* [REQUIREMENT A]
Decide whether each statement below agrees with the debate excerpt, answering yes or no and quoting the exact words of the debate excerpt that settle it. (i) Eleanor Laing worked with Jenny Watson while Jenny Watson chaired the Equal Opportunities Commission. (ii) The law already requires the public appointments code of practice to be observed when electoral commissioners are appointed. (iii) Michael Wills accepts amendment No. 16.
* [REQUIREMENT B]
Copy the passage of the debate excerpt starting at "Photo of Eleanor" and ending at "Code of Practice.’.".

* [TEXT EXCERPT]
═══

Photo of Eleanor Laing Eleanor Laing Shadow Minister (Justice)

I beg to move amendment No. 16, in clause 4, page 3, line 24, at end insert

‘in accordance with Commissioner for Public Appointments’ Code of Practice.’.

I welcome you to the Chair, Sir Nicholas. The Committee looks forward to the pleasure of serving under your chairmanship during what I am sure will be constructive and positive consideration of this important Bill. I wish to say at the outset that, as the clause is about the Electoral Commission, now is an appropriate moment to pay tribute to all the work that Sam Younger has done as its chairman. He is about to retire from that  post, and I am sure that, through his sterling work over the past few years, he has gained much respect for the commission.

I welcome most enthusiastically the appointment of Jenny Watson as the new chairman. I gained experience of her excellent work when she was chairman of the Equal Opportunities Commission because, at that time, I was shadow Minister for equality and worked with her. Indeed, Members on both sides of the House have worked with the Equal Opportunities Commission and enormous strides have been taken in that area of policy in recent years. I am sure that, equally, Jenny Watson will bring to the Electoral Commission enthusiasm, ability and respect for her work.

Amendment No. 16 is simple and it would merely clarify the situation. The amendment suggests an addition to clause 4. The clause says that

“each person whose appointment is proposed in the motion has been selected in accordance with a procedure put in place and overseen by the Speaker’s Committee” and we ought to add after that the words

“in accordance with Commissioner for Public Appointments’ Code of Practice.”

As well as clarifying the current situation, the amendment would entrench it in law, which would be right.

The Electoral Commission has said that it supports the principle of amendment No. 16, which would require the process of appointing all electoral commissioners to be in accordance with the public appointments code of practice. To date, the principles of the code have been observed in all appointments of electoral commissioners, but there is no requirement in law for that code of practice to be observed.

The Bill would be improved and clarified by the amendment. Over the next few weeks of consideration, we shall seek to clarify the Bill in many cases, and this is a simple one. As we discussed in the evidence sessions last week, there are many areas in which the Bill is not clear, and law that is not clear is not good law. We have here a simple example in which matters could be clarified.

Photo of Michael Wills Michael Wills Minister of State, Ministry of Justice, The Minister of State, Ministry of Justice

I join the hon. Lady in welcoming you to the Chair, Sir Nicholas. In the weeks ahead, I am sure that we shall all benefit from your deft and wise guidance through proceedings on this important Bill.

I also join the hon. Lady in paying tribute to the work of Sam Younger at the Electoral Commission. He had a distinguished career in the BBC, which he followed by making an important contribution to the work of a significant body in our public life. I pay tribute to him as he retires.

Once again I join the hon. Lady, this time in welcoming Jenny Watson to the chair of the commission. I am sure that she will follow her distinguished predecessor in an appropriate manner.

Sadly, after joining the hon. Lady in so much, I must begin proceedings by resisting her amendment, although I welcome the spirit in which she moved it, and our side of the Committee welcomes probing amendments and the opportunity to clarify still further our intentions in the Bill.

═══

* [DATA RECORDS]
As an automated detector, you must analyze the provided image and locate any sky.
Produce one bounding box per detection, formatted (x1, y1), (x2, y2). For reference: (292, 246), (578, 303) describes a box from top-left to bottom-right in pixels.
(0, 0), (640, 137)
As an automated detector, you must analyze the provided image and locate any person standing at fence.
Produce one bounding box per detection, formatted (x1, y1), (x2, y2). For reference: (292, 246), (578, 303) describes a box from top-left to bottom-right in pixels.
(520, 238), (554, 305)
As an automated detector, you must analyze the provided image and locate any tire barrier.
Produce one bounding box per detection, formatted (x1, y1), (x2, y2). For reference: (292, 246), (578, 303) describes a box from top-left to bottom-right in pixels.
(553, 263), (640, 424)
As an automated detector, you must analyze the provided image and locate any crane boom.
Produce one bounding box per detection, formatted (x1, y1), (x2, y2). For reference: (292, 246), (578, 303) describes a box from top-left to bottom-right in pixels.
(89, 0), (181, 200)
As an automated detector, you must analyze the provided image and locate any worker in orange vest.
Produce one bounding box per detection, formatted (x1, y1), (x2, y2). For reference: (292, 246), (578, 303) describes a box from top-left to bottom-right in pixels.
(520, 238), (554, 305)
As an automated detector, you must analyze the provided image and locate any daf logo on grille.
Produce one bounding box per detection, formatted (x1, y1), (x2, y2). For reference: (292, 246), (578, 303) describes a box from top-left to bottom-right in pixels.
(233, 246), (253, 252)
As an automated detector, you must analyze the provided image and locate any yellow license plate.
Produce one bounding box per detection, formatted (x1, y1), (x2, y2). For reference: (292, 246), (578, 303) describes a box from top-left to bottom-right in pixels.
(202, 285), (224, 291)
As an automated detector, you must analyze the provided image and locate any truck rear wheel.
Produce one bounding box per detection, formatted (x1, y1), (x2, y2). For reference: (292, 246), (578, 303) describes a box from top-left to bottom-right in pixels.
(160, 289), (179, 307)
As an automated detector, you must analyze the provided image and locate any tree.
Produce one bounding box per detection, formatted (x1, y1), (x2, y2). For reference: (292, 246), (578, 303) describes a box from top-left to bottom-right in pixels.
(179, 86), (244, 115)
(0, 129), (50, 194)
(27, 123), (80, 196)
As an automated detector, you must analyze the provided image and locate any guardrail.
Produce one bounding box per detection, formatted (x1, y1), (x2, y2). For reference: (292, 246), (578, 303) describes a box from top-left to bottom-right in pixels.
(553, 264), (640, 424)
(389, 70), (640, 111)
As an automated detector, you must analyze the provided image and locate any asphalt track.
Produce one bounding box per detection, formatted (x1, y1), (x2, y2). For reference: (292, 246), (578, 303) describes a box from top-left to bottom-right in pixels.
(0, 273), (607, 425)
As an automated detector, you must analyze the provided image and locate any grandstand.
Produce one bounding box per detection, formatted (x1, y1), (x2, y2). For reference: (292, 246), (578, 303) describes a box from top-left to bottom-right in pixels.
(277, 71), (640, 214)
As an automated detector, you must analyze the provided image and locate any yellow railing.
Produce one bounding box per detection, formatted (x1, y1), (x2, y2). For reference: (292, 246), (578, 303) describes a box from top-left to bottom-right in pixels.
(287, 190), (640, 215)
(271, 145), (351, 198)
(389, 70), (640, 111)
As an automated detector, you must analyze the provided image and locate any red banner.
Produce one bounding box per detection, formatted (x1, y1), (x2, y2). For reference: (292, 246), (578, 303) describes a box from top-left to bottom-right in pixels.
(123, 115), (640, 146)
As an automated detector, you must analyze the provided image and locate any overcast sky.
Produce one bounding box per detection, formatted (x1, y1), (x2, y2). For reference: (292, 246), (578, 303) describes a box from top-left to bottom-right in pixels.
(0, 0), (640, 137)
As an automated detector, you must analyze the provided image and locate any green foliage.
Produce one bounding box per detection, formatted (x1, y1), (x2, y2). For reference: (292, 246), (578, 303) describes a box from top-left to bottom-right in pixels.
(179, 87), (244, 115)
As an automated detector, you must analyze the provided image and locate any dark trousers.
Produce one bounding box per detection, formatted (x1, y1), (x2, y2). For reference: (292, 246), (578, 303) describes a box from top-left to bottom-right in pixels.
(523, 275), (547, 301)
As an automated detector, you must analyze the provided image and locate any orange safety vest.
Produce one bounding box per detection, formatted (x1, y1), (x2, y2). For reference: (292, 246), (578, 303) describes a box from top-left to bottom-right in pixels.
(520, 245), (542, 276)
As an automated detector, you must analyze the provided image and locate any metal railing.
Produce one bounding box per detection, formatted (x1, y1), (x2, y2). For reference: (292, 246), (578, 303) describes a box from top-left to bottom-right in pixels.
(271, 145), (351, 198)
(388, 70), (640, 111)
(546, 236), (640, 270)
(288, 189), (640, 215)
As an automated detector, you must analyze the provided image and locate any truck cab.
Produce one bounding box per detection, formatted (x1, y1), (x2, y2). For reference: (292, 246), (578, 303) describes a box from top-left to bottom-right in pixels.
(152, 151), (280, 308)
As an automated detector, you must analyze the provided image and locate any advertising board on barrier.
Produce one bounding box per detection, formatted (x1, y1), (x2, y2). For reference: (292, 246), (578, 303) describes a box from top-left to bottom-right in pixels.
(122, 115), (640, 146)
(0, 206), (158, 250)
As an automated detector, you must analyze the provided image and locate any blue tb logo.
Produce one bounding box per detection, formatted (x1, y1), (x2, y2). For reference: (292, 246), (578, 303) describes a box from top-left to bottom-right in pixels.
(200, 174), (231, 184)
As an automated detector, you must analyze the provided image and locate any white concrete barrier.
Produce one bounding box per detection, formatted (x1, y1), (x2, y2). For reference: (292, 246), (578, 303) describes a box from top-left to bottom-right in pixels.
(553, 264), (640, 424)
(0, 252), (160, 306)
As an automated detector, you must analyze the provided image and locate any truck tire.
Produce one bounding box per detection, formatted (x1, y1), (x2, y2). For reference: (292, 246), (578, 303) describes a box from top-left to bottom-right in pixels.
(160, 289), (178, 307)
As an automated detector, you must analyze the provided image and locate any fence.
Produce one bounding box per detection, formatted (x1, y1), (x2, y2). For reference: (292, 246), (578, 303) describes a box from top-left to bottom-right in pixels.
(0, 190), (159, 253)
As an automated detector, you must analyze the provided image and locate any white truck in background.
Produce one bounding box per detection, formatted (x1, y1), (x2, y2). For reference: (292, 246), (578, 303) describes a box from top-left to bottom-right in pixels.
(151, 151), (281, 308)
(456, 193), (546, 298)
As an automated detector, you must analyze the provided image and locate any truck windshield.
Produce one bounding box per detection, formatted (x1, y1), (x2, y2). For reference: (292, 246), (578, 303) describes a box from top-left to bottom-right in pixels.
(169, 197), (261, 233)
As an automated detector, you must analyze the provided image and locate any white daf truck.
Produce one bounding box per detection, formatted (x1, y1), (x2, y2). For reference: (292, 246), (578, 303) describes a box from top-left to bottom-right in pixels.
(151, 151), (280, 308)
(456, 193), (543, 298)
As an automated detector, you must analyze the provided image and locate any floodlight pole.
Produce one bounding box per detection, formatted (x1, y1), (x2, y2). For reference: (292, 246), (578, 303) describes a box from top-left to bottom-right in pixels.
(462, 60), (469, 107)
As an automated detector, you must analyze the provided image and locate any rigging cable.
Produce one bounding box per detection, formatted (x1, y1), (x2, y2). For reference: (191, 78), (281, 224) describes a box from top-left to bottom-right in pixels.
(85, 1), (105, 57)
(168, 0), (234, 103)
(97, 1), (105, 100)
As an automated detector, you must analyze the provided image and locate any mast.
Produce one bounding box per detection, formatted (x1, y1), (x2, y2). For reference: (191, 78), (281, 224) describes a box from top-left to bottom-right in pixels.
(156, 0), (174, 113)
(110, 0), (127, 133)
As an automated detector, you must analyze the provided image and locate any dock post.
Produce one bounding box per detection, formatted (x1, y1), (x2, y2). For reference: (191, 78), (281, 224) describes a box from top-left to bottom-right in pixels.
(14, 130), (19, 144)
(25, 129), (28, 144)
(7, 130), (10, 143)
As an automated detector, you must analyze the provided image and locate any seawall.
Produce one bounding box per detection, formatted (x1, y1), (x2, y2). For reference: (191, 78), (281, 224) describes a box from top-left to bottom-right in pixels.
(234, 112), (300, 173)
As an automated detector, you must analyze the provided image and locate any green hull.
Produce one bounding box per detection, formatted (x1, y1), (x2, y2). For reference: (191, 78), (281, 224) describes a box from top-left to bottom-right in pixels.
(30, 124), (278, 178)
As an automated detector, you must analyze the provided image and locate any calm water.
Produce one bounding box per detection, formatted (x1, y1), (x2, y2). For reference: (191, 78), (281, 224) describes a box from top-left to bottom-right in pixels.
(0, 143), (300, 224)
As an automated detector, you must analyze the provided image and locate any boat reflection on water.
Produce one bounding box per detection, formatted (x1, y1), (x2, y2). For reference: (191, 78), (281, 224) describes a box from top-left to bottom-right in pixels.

═══

* [FINISHED ANSWER A]
(i) Yes: "I gained experience of her excellent work when she was chairman of the Equal Opportunities Commission because, at that time, I was shadow Minister for equality and worked with her."
(ii) No: "there is no requirement in law for that code of practice to be observed."
(iii) No: "I must begin proceedings by resisting her amendment"

* [FINISHED ANSWER B]
Photo of Eleanor Laing Eleanor Laing Shadow Minister (Justice)

I beg to move amendment No. 16, in clause 4, page 3, line 24, at end insert

‘in accordance with Commissioner for Public Appointments’ Code of Practice.’.